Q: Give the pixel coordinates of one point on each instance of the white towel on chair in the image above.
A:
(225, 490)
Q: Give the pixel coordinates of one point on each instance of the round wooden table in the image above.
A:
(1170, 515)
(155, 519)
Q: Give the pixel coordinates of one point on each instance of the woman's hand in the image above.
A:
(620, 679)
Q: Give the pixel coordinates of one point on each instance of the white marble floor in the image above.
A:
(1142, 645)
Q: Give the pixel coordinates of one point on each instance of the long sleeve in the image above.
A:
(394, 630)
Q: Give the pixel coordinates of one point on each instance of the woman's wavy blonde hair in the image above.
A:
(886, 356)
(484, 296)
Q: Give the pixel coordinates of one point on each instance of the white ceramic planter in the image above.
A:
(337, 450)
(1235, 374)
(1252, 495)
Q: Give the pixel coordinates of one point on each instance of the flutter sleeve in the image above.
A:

——————

§ Exercise brief:
Reproduce the data. Keep it exact.

§ Result of the task:
Q: Give the pixel coordinates of one point on each instance of the white towel on chair in the image above.
A:
(225, 490)
Q: Give the pixel coordinates of one point on each instance of the round wooden table in the image above.
A:
(1170, 515)
(155, 519)
Q: Give the pixel coordinates of one point on each instance of the woman's hand in the image above.
A:
(620, 679)
Q: Give the pixel coordinates of one point on each instance of the white marble floor in the image above.
A:
(1142, 645)
Q: Give the pixel coordinates of one point on each instance of the long sleeve in the image above.
A:
(394, 630)
Q: Give the pixel coordinates of one point on each instance of the woman's wavy blonde hair in the image above.
A:
(886, 356)
(484, 296)
Q: Give the pixel coordinates of one point on each instance of the white ceramic planter in the image above.
A:
(337, 450)
(1235, 374)
(1252, 495)
Q: Give the pixel coordinates of one point on each instance of the flutter sleeve in the image above.
A:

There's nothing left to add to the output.